• _やること_
アラジンの石油ストーブについての文章から、「この世には欲しくてもなかなか」から「とつもないと言うことである。」までを、両端の語句も含めて一字一句そのまま書き写してください。

この世には欲しくてもなかなか手の出ないものがある。例えば、ダイソンの掃除機とか、白山眼鏡店の(鼻パッドのない)一山の丸メガネとかがそれだ。要は、良いに決まってるけれど、価格がビミョーに高い。というか、あまたある他メーカーの代替品なら半値以下で買える。

願わくば、向こうからやって来てくれるパターン、例えば、ビンゴの景品で当たるとか、ダイソンや白山メガネを買って余りあるほどのギフト券を貰うとかがあれば良いのだが、まあ、ないわけだ。

最後の最後は、(気休めに)クレジットカードの2回払いでエイヤー!と買ってしまうまでだが、それにしても自分自身へのエクスキューズは不可欠だ。

ということで、このたび「2回払い」でエイヤー!と買ったのがアラジンの石油ストーブ。「エクスキューズ」はと言えば、来月早々にカナダの友人が泊まりに来る、であった。20年前に半年あちらに暮らした肌感覚からすると、日本のエアコンだけの暖房は芯から温まり切らないのである。この際、エアコンの補助暖房として石油ストーブを購入することに。振り返ってみれば、石油ストーブのある暮らし、実家にいた中学や高校のとき以来ではなかったか。

では、なぜ「アラジン」かと言えば、消去法的にアラジン以外、欲しい石油ストーブがひとつもないと言うことである。

とはいえ、アラジンのストーブに関する前知識は限りなくゼロ。その歴史が百年ほど前の、英国アラジン社が燃焼効率を格段に向上させたブルーフレーム(青い炎)技術にまで遡ること。また、日本へは1950年代半ばに、輸入商社のヤナセ が持って来て、日本の家々への浸透を計ったことくらいしか知らない。

もっとも、あのメルセデスのヤナセ が代理店だったわけだから、その価格には輸入手数料をはるかに上回るブランド・イメージ料がのっかっていたと思われ、畢竟、当時の我が家に行き着くはずもなく……。子どもながらに石油ストーブなるものは暖かくて、有り難くはあるけれど、デザイン的にもう少しマッチョかセクシーかのいずれかに振れないものか、と思ったものである(もちろん、直感的にそう感じただけで、子どもの語彙力では言語化はできなかったものと思うが)。

• _記録一覧_
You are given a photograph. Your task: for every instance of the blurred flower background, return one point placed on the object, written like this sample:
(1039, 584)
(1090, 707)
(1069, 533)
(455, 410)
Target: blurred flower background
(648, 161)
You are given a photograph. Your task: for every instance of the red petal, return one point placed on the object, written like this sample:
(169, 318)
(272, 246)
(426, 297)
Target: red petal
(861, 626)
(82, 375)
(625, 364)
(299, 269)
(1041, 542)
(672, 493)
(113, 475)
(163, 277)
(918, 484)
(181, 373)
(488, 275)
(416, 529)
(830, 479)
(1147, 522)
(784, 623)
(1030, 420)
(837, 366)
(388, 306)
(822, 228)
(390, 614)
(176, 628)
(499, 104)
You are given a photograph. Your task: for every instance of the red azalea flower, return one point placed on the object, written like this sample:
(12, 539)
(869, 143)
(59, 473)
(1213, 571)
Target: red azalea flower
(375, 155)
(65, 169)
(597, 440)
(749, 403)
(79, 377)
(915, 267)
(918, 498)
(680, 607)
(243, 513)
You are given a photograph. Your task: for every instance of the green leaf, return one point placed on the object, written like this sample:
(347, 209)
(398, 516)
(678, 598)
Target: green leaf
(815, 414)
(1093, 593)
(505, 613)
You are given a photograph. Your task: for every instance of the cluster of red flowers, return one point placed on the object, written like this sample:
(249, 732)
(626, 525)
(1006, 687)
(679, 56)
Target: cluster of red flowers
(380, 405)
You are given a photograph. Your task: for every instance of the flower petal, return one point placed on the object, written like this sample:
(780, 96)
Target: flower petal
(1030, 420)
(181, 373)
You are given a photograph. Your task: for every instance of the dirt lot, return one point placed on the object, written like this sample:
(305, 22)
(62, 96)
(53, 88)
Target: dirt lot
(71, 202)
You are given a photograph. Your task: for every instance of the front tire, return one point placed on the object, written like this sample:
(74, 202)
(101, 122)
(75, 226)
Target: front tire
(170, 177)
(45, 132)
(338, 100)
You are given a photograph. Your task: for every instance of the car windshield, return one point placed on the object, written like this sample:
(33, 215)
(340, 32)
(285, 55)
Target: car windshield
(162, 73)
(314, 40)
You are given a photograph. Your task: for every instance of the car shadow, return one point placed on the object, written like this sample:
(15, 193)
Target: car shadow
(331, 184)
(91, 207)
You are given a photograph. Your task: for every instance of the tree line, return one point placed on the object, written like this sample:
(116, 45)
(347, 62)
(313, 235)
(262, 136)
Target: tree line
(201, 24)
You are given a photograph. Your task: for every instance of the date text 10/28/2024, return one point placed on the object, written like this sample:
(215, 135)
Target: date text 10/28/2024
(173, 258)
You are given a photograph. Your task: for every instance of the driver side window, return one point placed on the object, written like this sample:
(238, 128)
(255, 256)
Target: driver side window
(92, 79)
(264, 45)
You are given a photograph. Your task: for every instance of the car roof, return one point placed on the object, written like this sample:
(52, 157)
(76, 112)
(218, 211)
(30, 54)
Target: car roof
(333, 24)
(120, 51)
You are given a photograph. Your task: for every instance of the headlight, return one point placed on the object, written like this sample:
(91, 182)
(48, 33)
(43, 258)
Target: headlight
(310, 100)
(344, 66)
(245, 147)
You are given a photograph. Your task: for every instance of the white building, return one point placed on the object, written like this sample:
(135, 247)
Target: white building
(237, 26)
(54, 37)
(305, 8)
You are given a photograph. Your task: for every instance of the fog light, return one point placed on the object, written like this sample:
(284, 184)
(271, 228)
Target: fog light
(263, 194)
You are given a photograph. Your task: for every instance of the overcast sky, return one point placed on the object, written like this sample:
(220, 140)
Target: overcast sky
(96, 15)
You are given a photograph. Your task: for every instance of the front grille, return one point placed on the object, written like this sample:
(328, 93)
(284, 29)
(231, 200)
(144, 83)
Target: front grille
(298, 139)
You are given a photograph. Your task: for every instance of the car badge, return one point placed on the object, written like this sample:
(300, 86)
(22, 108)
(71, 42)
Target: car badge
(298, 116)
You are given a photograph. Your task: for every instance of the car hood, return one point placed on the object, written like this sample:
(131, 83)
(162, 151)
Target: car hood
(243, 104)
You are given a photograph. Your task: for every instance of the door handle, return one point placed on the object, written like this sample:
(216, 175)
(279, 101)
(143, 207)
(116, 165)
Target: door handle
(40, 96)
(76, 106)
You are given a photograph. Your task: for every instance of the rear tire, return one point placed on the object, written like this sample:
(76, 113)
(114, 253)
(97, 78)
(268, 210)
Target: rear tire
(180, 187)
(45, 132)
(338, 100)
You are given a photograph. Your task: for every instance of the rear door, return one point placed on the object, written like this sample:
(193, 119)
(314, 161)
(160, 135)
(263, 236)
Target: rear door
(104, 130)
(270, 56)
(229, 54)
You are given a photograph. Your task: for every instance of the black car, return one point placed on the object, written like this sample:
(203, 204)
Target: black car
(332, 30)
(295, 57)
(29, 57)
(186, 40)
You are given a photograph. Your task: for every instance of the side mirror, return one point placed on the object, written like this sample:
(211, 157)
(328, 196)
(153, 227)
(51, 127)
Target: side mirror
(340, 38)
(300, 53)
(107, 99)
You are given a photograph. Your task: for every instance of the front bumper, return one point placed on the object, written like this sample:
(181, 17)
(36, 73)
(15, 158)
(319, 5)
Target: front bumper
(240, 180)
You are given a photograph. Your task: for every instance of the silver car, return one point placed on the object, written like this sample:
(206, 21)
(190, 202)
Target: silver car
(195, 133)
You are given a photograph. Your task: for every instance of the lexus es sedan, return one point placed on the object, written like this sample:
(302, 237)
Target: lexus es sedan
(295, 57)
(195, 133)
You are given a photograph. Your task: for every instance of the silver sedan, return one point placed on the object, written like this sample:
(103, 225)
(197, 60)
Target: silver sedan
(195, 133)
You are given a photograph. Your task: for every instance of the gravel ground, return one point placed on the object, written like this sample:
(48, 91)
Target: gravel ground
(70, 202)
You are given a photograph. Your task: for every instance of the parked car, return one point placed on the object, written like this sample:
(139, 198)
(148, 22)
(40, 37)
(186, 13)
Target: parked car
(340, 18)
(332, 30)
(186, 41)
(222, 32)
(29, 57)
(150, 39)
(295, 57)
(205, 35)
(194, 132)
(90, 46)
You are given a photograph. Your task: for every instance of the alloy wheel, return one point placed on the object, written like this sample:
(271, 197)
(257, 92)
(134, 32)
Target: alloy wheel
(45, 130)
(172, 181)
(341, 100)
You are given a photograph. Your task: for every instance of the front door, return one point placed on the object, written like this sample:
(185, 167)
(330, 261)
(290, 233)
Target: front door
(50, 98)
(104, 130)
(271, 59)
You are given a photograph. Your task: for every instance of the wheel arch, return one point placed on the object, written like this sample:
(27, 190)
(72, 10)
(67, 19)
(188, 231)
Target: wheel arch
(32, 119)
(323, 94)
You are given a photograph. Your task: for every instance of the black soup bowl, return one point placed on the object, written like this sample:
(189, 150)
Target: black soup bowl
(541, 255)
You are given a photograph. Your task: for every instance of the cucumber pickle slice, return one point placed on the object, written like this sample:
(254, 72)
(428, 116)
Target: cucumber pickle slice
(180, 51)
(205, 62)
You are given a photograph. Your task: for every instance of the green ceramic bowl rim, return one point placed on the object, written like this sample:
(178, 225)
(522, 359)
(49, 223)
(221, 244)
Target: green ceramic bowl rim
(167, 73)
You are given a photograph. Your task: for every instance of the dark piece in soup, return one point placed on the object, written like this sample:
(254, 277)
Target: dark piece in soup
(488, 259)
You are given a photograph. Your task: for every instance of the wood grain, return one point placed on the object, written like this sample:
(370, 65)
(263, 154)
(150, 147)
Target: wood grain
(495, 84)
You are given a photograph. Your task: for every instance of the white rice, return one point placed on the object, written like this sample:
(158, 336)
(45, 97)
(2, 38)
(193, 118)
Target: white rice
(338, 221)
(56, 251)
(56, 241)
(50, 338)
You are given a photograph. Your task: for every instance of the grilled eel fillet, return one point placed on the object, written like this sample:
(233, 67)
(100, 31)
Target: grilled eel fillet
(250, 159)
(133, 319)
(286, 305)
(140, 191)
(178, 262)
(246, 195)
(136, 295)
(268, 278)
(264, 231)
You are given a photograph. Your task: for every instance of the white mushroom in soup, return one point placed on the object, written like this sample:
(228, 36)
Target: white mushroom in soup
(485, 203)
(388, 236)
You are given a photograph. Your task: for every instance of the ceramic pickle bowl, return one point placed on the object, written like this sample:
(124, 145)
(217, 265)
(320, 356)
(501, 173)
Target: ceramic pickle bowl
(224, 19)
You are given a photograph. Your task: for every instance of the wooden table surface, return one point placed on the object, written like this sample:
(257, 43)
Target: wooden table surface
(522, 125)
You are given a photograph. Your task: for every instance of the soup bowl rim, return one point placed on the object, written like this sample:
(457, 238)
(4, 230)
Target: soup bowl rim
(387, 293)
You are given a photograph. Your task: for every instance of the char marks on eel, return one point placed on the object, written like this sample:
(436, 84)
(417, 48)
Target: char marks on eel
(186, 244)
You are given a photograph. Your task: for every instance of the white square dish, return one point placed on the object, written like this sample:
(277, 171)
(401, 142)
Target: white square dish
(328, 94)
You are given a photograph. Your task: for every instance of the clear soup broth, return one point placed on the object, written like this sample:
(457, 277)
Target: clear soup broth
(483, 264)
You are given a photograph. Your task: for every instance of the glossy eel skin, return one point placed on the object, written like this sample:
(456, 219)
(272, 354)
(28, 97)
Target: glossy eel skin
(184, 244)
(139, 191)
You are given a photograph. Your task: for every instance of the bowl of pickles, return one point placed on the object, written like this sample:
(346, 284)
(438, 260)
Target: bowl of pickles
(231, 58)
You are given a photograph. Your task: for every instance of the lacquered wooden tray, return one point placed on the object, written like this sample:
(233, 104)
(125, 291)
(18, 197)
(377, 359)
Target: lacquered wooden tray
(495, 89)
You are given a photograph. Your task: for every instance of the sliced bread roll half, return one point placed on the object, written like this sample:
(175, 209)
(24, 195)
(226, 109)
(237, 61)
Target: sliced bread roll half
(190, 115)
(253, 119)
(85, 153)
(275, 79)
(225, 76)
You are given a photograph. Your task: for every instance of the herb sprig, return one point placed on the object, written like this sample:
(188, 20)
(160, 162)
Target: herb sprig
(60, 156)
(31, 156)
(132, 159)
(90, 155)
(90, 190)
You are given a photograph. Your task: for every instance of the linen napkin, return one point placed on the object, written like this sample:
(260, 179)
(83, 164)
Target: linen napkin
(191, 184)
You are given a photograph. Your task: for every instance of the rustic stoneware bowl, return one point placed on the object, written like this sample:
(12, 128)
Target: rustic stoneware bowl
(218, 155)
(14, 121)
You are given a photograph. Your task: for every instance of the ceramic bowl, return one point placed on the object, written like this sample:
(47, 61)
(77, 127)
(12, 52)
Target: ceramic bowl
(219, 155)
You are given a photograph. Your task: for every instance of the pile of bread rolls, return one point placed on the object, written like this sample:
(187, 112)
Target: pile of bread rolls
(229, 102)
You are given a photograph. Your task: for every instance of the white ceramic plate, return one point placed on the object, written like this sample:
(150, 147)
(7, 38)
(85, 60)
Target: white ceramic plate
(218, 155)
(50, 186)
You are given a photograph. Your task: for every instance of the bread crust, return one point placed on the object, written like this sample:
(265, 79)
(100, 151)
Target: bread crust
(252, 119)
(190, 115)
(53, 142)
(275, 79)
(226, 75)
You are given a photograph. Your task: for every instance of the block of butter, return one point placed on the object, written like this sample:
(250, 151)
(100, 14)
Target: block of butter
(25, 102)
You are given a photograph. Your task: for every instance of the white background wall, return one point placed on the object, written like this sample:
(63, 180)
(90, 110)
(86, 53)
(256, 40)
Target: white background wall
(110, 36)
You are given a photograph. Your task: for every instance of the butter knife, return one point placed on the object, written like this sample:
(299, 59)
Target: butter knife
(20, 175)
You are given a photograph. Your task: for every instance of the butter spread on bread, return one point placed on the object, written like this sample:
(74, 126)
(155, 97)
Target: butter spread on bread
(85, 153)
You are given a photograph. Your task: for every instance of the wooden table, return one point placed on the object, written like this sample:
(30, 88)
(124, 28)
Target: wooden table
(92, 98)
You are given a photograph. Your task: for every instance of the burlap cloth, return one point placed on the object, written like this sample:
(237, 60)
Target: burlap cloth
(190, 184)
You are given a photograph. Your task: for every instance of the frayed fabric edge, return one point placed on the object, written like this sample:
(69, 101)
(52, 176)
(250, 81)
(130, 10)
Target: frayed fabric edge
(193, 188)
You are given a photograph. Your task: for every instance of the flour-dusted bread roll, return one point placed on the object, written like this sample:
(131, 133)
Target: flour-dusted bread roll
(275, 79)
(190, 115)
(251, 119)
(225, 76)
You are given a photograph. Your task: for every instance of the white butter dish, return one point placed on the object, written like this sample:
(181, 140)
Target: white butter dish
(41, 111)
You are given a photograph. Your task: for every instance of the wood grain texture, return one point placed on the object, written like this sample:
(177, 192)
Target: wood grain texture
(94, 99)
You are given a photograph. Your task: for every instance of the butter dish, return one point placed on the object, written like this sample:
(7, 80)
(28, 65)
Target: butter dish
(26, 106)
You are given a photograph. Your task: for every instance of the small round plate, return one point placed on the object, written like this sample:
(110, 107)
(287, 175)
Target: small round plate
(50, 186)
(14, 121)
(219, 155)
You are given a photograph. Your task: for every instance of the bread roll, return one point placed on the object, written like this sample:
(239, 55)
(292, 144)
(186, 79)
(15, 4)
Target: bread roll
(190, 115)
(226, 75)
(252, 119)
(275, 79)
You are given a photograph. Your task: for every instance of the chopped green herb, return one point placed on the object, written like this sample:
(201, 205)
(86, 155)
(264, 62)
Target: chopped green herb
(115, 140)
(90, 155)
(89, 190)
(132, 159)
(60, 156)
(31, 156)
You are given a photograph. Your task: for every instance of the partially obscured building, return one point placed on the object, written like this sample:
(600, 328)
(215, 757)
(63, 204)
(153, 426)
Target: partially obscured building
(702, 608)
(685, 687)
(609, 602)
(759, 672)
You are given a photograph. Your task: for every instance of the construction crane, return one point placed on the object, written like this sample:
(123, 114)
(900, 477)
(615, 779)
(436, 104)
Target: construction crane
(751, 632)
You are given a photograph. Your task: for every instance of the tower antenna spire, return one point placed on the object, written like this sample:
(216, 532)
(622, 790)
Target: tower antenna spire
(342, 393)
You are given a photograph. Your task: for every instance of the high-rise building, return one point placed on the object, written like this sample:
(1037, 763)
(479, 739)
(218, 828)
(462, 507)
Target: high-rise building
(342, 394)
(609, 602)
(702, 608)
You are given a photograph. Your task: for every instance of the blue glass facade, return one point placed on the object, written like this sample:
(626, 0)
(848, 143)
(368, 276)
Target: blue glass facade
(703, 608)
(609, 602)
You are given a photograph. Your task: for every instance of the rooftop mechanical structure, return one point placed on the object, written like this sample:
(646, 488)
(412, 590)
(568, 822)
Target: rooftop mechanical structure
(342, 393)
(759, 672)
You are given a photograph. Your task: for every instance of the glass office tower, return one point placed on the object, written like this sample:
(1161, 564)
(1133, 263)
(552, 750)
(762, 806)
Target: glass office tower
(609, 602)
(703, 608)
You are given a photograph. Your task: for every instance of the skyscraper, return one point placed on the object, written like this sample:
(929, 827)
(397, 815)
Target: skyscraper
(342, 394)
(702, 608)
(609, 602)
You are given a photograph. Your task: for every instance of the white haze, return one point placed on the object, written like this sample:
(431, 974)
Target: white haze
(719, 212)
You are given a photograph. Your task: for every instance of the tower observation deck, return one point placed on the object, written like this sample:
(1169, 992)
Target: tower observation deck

• _完了した作業_
この世には欲しくてもなかなか手の出ないものがある。例えば、ダイソンの掃除機とか、白山眼鏡店の(鼻パッドのない)一山の丸メガネとかがそれだ。要は、良いに決まってるけれど、価格がビミョーに高い。というか、あまたある他メーカーの代替品なら半値以下で買える。

願わくば、向こうからやって来てくれるパターン、例えば、ビンゴの景品で当たるとか、ダイソンや白山メガネを買って余りあるほどのギフト券を貰うとかがあれば良いのだが、まあ、ないわけだ。

最後の最後は、(気休めに)クレジットカードの2回払いでエイヤー!と買ってしまうまでだが、それにしても自分自身へのエクスキューズは不可欠だ。

ということで、このたび「2回払い」でエイヤー!と買ったのがアラジンの石油ストーブ。「エクスキューズ」はと言えば、来月早々にカナダの友人が泊まりに来る、であった。20年前に半年あちらに暮らした肌感覚からすると、日本のエアコンだけの暖房は芯から温まり切らないのである。この際、エアコンの補助暖房として石油ストーブを購入することに。振り返ってみれば、石油ストーブのある暮らし、実家にいた中学や高校のとき以来ではなかったか。

では、なぜ「アラジン」かと言えば、消去法的にアラジン以外、欲しい石油ストーブがひとつもないと言うことである。